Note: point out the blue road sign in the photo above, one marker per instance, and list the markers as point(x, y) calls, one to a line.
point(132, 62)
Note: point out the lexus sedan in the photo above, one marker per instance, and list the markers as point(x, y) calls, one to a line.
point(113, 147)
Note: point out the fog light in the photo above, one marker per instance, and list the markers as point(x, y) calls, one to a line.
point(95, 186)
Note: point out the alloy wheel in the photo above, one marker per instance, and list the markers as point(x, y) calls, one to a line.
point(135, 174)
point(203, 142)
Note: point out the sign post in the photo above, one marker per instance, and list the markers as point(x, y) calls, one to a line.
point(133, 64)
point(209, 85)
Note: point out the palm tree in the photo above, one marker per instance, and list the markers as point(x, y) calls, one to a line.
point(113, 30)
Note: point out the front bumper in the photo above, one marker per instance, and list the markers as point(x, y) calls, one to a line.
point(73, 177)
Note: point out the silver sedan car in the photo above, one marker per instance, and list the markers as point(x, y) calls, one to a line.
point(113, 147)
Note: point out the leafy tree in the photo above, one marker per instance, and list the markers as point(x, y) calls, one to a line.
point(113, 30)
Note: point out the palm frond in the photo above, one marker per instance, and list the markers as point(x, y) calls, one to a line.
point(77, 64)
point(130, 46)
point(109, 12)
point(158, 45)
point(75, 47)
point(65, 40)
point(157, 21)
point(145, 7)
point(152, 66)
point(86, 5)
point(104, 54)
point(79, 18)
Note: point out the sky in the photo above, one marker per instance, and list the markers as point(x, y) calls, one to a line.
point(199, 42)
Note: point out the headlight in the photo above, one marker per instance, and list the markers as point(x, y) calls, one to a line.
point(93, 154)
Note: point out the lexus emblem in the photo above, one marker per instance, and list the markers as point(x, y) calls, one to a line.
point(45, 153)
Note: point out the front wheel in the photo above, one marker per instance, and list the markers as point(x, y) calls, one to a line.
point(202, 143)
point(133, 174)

* _What to work on_:
In the listing above, the lines from the one containing "Note: point out the sky" through the last line are to be returned exactly.

* _Task answer_:
Note: point out the sky in the photo above, one marker per instance, and list the markers as point(x, y) calls, one to a line.
point(199, 42)
Note: point out the headlight in the photo above, one marker per instance, and list the markers as point(x, y) calls, one to a line.
point(93, 154)
Note: point out the lexus emblem in the photo above, one marker per instance, and list the markers as point(x, y) calls, one to a line.
point(45, 153)
Note: point out the front wheel in the photo above, one marker per instance, and list the markers as point(x, y) calls, one to a line.
point(202, 143)
point(133, 174)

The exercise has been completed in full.